Given passage:
┏━━
Eugenics is the study of human racial progress through selective breeding, as soberly defined by Nancy Gallagher, a UVM graduate and author of “Breeding Better Vermonters: The Eugenics Project in the Green Mountain State.”
What began as a “way of lifting humans toward greater perfection,” as described by biologist Ernst Mayr, was perverted into rationale for mental testing, sterilization of the “unfit,” and was later used as part of the scientific rationale for racial purification in Nazi Germany.
Vermont politicians also used eugenics to underpin a 1931 law targeting “idiots,” “imbeciles,” “feeble-minded” or “insane’ persons.” Ultimately, 253 “unfit” people were sterilized in Vermont from 1931 until the last sterilization in 1957.
George Perkins, one of the building namesakes that students are targeting, was a natural sciences professor at UVM and later served as dean of the College of Arts and Sciences from 1907 to 1932.

It was Perkins’ son Henry who was the de facto face of Vermont eugenics. Gallagher’s book mentions the elder Perkins only as a supportive father, and makes no mention of his specific support nor his dismissal of the eugenics pseudoscience his son championed.
After a Black Lives Matter flag was stolen from a campus flagpole last year, student activists — many who were involved in the more recent protests — also attempted to get Perkins Hall renamed.
At the time, university officials largely dismissed the demand to rename the building.
“To our knowledge, there is no evidence that George Perkins was involved in the eugenics movement in any way, nor is there information indicating that the subject of eugenics was taught in what is now Perkins Hall,” the officials wrote.
During most of the pre-WWII era in which Henry Perkins was active in the eugenics movement, it was largely viewed as a legitimate science.
┗━━
In the passage on Vermont eugenics, how many people were sterilized in Vermont between 1931 and 1957? The lines after this are separate material, unrelated to the passage on Vermont eugenics.

Data shown:
┏━━
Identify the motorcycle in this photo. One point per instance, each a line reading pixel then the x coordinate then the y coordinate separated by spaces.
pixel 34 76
┗━━
Exercise answer: 253 people.